Susanne Baumstark / 21.07.2018 / 13:00 / 19 / Seite ausdrucken

Grüne Agitation als Petition

Online-Petitionen sind gemeinhin ein Werkzeug, um Bürgeranliegen politisches Gehör zu verschaffen. Was es für das demokratische Feingefühl bedeutet, wenn sich Bundestagsabgeordnete dieses Werkzeugs bedienen, mag manch einem den Appetit verderben. 

Auf der Plattform Change.org steht aktuell die Petition „Brüsseler Erklärung – für die Freiheit der Kunst“. „Initiator*innen: Erhard Grundl MdB, Sprecher für Kulturpolitik, Bündnis 90/Die Grünen Bundestagsfraktion“ und „Claudia Roth MdB, Sprecherin für Auswärtige Kulturpolitik, Bündnis 90/Die Grünen Bundestagsfraktion“. Unterzeichner sind neben Schauspielern wie Hape Kerkeling und Künstlern die gesammelte grüne Mannschaft: von Annalena Baerbock MdB, Parteivorsitzende, und Robert Habeck, Parteivorsitzender, bis Katrin Göring-Eckardt MdB, Fraktionsvorsitzende, sowie weitere Politiker wie Petra Pau, MdB, Bundestagsfraktion Die Linke.
•••••
● **Ihre Aufgaben**:
1. Prüfen Sie, ob die folgenden Aussagen mit dem Text über die Petition auf Change.org übereinstimmen, und belegen Sie jede Antwort mit einem wörtlichen Zitat: (a) Erhard Grundl gehört zu den Initiatoren der Petition. (b) Claudia Roth ist Sprecherin für Kulturpolitik. (c) Petra Pau gehört der Bundestagsfraktion der Grünen an.
2. Beantworten Sie anhand des Textes über die Petition auf Change.org, wie die dort veröffentlichte Petition heißt.
3. Führen Sie den Text über die Petition auf Change.org im Anschluss an seinen letzten Satz weiter.

[Einträge des Datensatzes]
•••••
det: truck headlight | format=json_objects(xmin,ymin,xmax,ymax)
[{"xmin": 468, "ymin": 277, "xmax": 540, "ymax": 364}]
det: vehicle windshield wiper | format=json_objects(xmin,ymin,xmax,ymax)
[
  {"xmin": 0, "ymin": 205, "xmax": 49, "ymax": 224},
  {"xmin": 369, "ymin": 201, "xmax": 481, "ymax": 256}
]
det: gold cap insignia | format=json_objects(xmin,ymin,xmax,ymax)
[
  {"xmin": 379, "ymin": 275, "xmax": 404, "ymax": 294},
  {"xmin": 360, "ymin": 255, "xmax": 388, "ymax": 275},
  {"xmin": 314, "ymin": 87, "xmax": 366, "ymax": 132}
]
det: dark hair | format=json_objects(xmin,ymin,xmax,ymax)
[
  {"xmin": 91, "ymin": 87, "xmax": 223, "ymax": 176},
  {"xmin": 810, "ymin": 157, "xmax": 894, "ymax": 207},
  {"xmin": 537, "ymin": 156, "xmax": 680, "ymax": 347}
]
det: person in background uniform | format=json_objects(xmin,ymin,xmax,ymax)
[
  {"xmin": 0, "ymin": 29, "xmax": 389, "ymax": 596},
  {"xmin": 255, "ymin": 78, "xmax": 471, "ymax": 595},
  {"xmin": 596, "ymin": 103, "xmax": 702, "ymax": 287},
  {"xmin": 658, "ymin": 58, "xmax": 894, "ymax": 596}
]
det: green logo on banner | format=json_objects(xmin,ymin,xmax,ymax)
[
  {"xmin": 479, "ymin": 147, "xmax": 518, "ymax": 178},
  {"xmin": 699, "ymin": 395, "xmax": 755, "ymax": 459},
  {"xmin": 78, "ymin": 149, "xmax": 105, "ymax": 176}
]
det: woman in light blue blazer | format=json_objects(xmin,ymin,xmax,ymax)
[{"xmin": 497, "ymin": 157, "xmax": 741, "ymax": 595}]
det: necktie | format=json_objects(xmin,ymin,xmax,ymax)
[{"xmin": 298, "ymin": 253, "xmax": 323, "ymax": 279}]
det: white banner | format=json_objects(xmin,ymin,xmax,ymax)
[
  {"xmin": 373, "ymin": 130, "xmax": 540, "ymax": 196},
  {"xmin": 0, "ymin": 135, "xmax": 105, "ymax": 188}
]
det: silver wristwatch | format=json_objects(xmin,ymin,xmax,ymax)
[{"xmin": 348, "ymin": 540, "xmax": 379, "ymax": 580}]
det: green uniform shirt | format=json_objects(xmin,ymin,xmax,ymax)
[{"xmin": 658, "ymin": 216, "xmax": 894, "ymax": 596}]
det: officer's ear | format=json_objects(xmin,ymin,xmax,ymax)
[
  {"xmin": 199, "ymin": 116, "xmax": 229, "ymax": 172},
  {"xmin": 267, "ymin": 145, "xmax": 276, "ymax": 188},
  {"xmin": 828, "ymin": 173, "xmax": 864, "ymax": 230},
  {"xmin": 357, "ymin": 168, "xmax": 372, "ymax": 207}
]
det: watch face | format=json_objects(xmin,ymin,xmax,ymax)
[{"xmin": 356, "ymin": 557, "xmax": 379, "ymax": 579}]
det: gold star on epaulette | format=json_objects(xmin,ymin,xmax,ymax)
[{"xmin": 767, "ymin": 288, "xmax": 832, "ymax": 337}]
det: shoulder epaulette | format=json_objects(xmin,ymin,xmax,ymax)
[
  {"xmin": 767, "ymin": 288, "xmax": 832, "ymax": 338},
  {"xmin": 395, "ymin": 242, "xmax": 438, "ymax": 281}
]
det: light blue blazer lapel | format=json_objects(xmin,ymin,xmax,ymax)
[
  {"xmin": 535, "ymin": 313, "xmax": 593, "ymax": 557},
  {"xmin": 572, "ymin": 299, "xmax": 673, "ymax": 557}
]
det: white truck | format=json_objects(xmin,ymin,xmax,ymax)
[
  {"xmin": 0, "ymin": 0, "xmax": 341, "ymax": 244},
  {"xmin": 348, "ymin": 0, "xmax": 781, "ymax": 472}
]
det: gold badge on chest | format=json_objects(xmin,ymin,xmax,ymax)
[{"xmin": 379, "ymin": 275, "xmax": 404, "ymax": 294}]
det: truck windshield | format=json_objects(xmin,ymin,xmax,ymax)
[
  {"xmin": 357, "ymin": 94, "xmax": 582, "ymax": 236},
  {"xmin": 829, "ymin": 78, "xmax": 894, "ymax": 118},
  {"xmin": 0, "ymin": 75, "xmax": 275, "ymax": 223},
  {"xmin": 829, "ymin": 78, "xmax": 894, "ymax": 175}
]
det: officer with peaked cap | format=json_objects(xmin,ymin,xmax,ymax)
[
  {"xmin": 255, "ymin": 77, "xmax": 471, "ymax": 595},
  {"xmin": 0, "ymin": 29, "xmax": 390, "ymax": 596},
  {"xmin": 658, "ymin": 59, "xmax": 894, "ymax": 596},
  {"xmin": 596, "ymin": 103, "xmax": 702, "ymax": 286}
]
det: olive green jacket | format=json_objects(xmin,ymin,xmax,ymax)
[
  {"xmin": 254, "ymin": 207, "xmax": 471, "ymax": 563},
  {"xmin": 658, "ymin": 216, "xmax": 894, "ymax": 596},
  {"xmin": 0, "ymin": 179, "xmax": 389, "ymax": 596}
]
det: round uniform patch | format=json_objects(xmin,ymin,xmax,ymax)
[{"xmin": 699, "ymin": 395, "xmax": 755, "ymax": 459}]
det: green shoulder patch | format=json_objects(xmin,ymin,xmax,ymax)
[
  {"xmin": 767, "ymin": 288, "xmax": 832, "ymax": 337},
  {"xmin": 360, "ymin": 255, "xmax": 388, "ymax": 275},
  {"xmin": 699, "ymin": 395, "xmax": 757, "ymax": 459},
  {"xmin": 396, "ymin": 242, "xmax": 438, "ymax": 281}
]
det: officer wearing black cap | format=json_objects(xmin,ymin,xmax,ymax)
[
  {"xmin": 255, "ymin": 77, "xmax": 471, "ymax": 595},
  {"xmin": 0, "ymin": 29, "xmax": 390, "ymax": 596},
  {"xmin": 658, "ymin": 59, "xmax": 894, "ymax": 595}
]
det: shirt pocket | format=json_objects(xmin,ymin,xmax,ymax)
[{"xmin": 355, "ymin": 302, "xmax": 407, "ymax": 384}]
•••••
● **Erwartete Ergebnisse**:
1.
(a) Ja: „Initiator*innen: Erhard Grundl MdB, Sprecher für Kulturpolitik, Bündnis 90/Die Grünen Bundestagsfraktion“
(b) Nein: „Claudia Roth MdB, Sprecherin für Auswärtige Kulturpolitik“
(c) Nein: „Petra Pau, MdB, Bundestagsfraktion Die Linke“

2. Sie heißt „Brüsseler Erklärung – für die Freiheit der Kunst“.

3.
Der Petitionstext ist eine einzige Umkehrung der faktischen Lage. Nach der Hatz auf den Schriftsteller Uwe Tellkamp und dem Wechsel des Suhrkamp Verlags auf die „Seite der Gouvernanten und Gesinnungsprüfer“, nachdem linke Politiker im Leipziger Stadtrat (erfolglos) versucht hatten, rechten Verlagen kein Forum zu bieten, nachdem die Buchmesse trotzdem für einseitige politische Instrumentalisierung missbraucht wurde sowie nach weiteren antidemokratischen Ausfällen der Deutungselite steht jetzt in der Petition: 

„Das Recht auf freie Meinungsäußerung, die Vielfalt und die Freiheit der Kunst in Europa sind in Gefahr.“

Wäre das eine grüne respektive linke Selbstkritik, dann träfe das zu. Ist es aber nicht. Schuld sind nämlich demnach „die rechtsnationalen Regierungen in Österreich, Ungarn und Polen“, die „mit einer Politik der nationalen Abschottung die Kreativszene für ihre Zwecke einzuspannen“ trachteten. In Deutschland drohe das auch. Die grüne Bundestagsfraktion also spannt die Kreativszene für ihre europaspaltende Schimpftirade gegen selbstbewusste EU-Länder ein und empört sich dann darüber, dass sich andere auch der Kreativszene bedienen, falls es denn überhaupt stimmt.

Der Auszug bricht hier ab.